--- What you will do ---
In the passage on xylooligosaccharides, reproduce the part that opens with the words containing "Xylooligosaccharides (XOS) are" and closes with "xylooligosaccharides-DP-3 to 7.".
══ Passage to read
Xylooligosaccharides (XOS) are polymers of the sugar xylose. They are produced from the xylan fraction in plant fiber. Their C5 (where C is a quantity of carbon atoms in each monomer) structure is fundamentally different from other prebiotics, which are based upon C6 sugars. Xylooligosaccharides have been commercially available since the 1980s, originally produced by Suntory in Japan. They have more recently become more widely available commercially, as technologies have advanced and production costs have fallen. Some enzymes from yeast can exclusively convert xylan into only xylooligosaccharides-DP-3 to 7.
════
══ Supplied entries
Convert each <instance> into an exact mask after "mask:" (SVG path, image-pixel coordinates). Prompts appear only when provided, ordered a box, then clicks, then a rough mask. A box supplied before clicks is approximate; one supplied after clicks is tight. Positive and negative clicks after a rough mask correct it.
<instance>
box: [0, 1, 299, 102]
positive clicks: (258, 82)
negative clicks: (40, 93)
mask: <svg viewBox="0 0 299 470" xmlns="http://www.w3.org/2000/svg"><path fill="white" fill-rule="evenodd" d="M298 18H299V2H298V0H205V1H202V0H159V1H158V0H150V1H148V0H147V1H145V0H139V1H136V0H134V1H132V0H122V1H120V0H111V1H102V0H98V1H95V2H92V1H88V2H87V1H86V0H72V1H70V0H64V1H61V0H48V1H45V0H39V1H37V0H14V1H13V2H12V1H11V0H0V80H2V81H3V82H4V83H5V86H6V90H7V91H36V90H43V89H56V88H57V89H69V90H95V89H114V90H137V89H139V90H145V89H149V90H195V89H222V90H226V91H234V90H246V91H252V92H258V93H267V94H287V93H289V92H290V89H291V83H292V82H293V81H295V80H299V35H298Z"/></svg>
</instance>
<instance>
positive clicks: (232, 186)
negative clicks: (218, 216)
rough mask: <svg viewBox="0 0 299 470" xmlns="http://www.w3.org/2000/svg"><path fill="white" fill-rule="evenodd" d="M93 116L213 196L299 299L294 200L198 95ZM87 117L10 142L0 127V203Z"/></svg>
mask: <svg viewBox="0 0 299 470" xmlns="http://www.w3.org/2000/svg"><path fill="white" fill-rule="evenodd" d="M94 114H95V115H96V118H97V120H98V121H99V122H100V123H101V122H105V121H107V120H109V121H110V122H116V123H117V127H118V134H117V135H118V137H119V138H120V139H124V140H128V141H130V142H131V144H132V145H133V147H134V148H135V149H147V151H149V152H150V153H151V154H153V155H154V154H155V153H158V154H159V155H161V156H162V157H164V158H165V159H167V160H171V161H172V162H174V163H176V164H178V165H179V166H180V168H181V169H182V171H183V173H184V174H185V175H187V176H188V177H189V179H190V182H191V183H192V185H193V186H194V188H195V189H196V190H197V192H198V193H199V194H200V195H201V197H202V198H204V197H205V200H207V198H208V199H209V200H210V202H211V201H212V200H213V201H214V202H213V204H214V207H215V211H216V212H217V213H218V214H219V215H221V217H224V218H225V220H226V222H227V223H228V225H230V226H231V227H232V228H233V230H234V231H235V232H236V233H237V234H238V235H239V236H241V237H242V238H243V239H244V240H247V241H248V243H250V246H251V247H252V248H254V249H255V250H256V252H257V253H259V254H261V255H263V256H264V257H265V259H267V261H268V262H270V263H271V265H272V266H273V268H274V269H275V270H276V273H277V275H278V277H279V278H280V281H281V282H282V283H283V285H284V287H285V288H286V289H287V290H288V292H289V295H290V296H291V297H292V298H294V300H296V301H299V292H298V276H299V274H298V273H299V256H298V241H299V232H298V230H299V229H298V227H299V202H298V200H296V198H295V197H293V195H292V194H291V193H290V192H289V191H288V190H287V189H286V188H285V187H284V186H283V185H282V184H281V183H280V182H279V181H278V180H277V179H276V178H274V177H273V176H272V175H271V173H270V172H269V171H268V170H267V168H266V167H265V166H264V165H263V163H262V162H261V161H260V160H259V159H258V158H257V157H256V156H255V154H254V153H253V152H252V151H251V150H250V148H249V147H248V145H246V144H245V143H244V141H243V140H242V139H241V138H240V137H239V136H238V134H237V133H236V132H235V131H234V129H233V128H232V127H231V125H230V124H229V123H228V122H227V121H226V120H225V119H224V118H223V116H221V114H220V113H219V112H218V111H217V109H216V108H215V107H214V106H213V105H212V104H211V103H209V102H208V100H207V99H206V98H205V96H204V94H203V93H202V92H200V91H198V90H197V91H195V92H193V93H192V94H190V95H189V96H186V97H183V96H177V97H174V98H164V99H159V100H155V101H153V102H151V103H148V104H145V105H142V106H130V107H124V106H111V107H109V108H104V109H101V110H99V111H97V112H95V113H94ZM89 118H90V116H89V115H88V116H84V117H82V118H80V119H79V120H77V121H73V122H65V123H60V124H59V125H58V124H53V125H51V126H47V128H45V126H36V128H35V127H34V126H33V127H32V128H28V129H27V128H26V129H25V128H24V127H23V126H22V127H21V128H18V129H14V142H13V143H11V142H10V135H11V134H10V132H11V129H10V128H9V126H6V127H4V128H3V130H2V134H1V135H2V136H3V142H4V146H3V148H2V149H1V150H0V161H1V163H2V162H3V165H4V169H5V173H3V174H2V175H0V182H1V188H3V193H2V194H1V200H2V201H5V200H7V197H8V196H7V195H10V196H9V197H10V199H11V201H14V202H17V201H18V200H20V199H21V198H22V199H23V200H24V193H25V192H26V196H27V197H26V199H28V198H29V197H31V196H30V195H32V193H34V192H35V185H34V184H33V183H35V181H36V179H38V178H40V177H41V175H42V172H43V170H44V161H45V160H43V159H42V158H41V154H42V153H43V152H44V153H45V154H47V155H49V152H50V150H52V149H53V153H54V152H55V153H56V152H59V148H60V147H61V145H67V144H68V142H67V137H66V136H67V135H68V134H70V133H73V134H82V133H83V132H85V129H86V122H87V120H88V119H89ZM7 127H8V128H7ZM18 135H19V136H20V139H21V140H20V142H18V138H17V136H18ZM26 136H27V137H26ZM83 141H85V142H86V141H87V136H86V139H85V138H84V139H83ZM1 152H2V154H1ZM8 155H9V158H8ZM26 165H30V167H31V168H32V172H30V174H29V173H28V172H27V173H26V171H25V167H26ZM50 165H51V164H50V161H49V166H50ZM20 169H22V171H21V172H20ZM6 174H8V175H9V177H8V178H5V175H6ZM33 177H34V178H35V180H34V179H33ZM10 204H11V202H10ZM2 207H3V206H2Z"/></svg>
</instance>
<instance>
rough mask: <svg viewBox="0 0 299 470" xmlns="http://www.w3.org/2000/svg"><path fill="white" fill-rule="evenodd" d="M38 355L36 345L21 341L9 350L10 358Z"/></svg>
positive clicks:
════
--- Reply to the task ---
Xylooligosaccharides (XOS) are polymers of the sugar xylose. They are produced from the xylan fraction in plant fiber. Their C5 (where C is a quantity of carbon atoms in each monomer) structure is fundamentally different from other prebiotics, which are based upon C6 sugars. Xylooligosaccharides have been commercially available since the 1980s, originally produced by Suntory in Japan. They have more recently become more widely available commercially, as technologies have advanced and production costs have fallen. Some enzymes from yeast can exclusively convert xylan into only xylooligosaccharides-DP-3 to 7.